Dokumen Sumber:
■ ■ ■ ■

Keenam, media dan narasi. The New York Times, Bloomberg, BBC, Reuters, dan kini juga jaringan media sosial global, berfungsi sebagai narrative shapers. Mereka tidak hanya melaporkan fakta, melainkan juga membingkai realitas sesuai dengan preferensi tertentu. Narasi tentang krisis iklim, demokrasi, HAM, hingga disinformasi kerap digunakan sebagai entry point untuk mendefinisikan apa yang "rasional" dan apa yang "ilegal." Media, dalam hal ini, adalah perpanjangan tangan dari global narrative warfare, yang bekerja halus namun efektif membentuk persepsi publik dan legitimasi kebijakan global.
Secara keseluruhan, aktor-aktor utama ini membentuk semacam archipelago of power---jejaring pulau-pulau kekuasaan yang saling berhubungan. Tidak ada satu otoritas tunggal yang mengendalikan, melainkan ekosistem dengan distribusi peran yang berbeda: individu memberi wajah dan simbol, bank memberi modal, korporasi menjadi operator, lembaga internasional memberi legitimasi, filantropi menyediakan narasi moral, dan media membentuk opini publik. Dari interaksi inilah globalis order terus bereproduksi, berganti baju, namun jarang kehilangan kendali.

■ ■ ■ ■

Cuplikan data:
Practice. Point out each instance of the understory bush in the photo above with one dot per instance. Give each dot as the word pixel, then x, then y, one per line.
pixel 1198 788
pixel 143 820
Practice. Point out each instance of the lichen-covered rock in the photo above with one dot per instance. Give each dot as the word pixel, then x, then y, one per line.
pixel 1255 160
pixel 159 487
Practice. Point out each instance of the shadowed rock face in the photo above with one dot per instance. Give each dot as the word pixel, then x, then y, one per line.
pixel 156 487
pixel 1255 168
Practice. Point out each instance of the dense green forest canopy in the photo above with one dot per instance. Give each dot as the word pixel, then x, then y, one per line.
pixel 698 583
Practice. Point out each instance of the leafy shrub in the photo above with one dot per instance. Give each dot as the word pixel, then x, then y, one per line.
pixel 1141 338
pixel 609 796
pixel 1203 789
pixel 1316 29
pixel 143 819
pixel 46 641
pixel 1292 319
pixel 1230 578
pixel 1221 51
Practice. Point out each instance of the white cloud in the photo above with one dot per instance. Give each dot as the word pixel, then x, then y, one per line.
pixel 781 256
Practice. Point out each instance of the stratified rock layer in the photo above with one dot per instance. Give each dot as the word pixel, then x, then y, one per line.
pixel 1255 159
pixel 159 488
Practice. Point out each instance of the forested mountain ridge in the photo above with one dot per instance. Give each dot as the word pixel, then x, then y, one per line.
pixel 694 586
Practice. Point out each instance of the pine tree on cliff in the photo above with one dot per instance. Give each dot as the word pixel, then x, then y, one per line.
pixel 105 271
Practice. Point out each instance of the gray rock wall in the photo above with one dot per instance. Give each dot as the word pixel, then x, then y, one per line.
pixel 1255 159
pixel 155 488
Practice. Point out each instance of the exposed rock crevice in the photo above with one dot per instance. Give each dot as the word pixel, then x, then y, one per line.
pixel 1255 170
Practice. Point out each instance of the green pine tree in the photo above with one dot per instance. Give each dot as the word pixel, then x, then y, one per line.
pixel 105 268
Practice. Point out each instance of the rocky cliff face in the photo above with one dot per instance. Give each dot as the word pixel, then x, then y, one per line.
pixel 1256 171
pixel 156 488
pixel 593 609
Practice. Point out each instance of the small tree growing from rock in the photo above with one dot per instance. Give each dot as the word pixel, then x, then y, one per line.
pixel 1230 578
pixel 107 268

■ ■ ■ ■

Tugas Latihan:
**1.** Perbarui teks tentang aktor kekuasaan global, dari "Keenam, media dan" hingga "legitimasi kebijakan global.", dengan mengganti "BBC" menjadi "Al Jazeera", lalu tuliskan kembali bagian itu.
**2.** Dalam teks tentang aktor kekuasaan global, apa peran yang diberikan kepada lembaga internasional?
**3.** Teruskan teks tentang aktor kekuasaan global, dimulai setelah kalimat terakhir yang ditampilkan.

Bagian Jawaban:
**1.**
Keenam, media dan narasi. The New York Times, Bloomberg, Al Jazeera, Reuters, dan kini juga jaringan media sosial global, berfungsi sebagai narrative shapers. Mereka tidak hanya melaporkan fakta, melainkan juga membingkai realitas sesuai dengan preferensi tertentu. Narasi tentang krisis iklim, demokrasi, HAM, hingga disinformasi kerap digunakan sebagai entry point untuk mendefinisikan apa yang "rasional" dan apa yang "ilegal." Media, dalam hal ini, adalah perpanjangan tangan dari global narrative warfare, yang bekerja halus namun efektif membentuk persepsi publik dan legitimasi kebijakan global.

**2.** Lembaga internasional memberi legitimasi.

**3.**
Timeline Global Order
Sejarah globalis order tidak lahir tiba-tiba, melainkan berkembang melalui serangkaian krisis dan momen institusional yang menandai pergeseran dari kolonialisme klasik ke tata kelola berbasis kontrak, standar, dan lembaga internasional.
- 1914--1945: Perang Dunia I & II, runtuh kolonialisme klasik.
Dua perang dunia menandai akhir dari era kolonialisme langsung. Kekaisaran Eropa yang dulu menguasai wilayah-wilayah Asia, Afrika, dan Amerika Latin runtuh, bukan hanya karena biaya perang yang besar, tetapi juga karena bangkitnya nasionalisme di koloni. Namun, keruntuhan kolonialisme klasik tidak berarti lahirnya kedaulatan penuh. Justru sejak momen ini, format baru hegemoni global mulai terbentuk: kontrol melalui keuangan, perdagangan, dan institusi multilateral.
- 1944: Bretton Woods, lahir IMF & Bank Dunia.
Konferensi Bretton Woods menjadi fondasi globalis order modern. IMF didirikan untuk mengatur stabilitas moneter internasional, sementara Bank Dunia fokus pada pembangunan kembali pascaperang. Sistem ini menempatkan dolar AS sebagai jangkar, mengikat negara-negara lain ke dalam rezim keuangan internasional. Dengan begitu, dominasi tidak lagi berbentuk penjajahan militer, melainkan pengaturan nilai tukar, kredit, dan proyek pembangunan.
- 1967: Konferensi Jenewa & kontrak Freeport.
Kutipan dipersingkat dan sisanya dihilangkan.